**WORK TO COMPLETE**: The entries are to be returned exactly, with images left out.
* * * * *
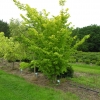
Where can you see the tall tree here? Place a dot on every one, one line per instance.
(4, 27)
(48, 40)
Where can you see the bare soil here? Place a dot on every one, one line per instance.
(41, 80)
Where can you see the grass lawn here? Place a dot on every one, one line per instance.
(89, 75)
(13, 87)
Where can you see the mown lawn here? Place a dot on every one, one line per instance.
(13, 87)
(89, 75)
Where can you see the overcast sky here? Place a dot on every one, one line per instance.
(82, 12)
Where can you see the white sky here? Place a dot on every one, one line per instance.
(82, 12)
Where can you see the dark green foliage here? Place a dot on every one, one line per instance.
(86, 57)
(70, 71)
(4, 27)
(98, 63)
(92, 44)
(87, 61)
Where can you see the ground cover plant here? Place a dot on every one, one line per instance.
(13, 87)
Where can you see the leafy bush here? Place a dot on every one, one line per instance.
(87, 61)
(93, 61)
(24, 65)
(70, 71)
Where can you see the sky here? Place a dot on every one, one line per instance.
(82, 12)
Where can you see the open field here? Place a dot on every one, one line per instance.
(13, 87)
(88, 75)
(86, 78)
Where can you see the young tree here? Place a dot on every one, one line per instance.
(4, 27)
(49, 40)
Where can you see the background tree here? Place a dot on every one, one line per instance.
(4, 27)
(92, 44)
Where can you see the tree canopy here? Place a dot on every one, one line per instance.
(92, 44)
(4, 27)
(48, 41)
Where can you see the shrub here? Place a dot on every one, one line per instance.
(70, 71)
(87, 61)
(93, 61)
(24, 65)
(80, 60)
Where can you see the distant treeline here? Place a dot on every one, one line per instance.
(92, 44)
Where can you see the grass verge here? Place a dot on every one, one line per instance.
(13, 87)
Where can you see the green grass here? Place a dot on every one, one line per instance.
* * * * *
**ANSWER TO THIS EXERCISE**:
Where can you see the tall tree here? Place a dot on every one, one line per instance.
(4, 27)
(48, 40)
Where can you see the bare soil here? Place a dot on every one, one line per instance.
(41, 80)
Where can you see the grass lawn here? Place a dot on every one, one line per instance.
(89, 75)
(13, 87)
Where can you see the mown lawn here? Place a dot on every one, one line per instance.
(13, 87)
(89, 75)
Where can you see the overcast sky here? Place a dot on every one, one line per instance.
(82, 12)
Where can you see the white sky here? Place a dot on every one, one line per instance.
(82, 12)
Where can you see the dark green foliage here? Place a dot on every one, one line per instance.
(86, 57)
(70, 71)
(4, 27)
(98, 63)
(92, 44)
(87, 61)
Where can you see the ground cover plant here? Place a dot on every one, one line per instance.
(13, 87)
Where can you see the leafy bush here? Place a dot on every one, one line per instance.
(87, 61)
(93, 61)
(24, 65)
(70, 71)
Where can you see the sky here? Place a dot on every one, one line per instance.
(82, 12)
Where can you see the open field here? Place a dot on every one, one line per instance.
(13, 87)
(88, 75)
(86, 78)
Where can you see the young tree here? Place a dot on every one, one line per instance.
(4, 27)
(49, 40)
Where can you see the background tree here? Place a dot on every one, one line per instance.
(4, 27)
(92, 44)
Where can you see the tree canopy here? Place a dot on every one, one line per instance.
(92, 44)
(4, 27)
(48, 41)
Where can you see the shrub here? Place a dot on every one, one line per instance.
(70, 71)
(87, 61)
(93, 61)
(24, 65)
(80, 60)
Where can you see the distant treeline here? Place a dot on every one, one line per instance.
(92, 44)
Where can you see the grass verge here? Place a dot on every one, one line per instance.
(13, 87)
Where can you see the green grass here? Place a dot on every one, one line per instance.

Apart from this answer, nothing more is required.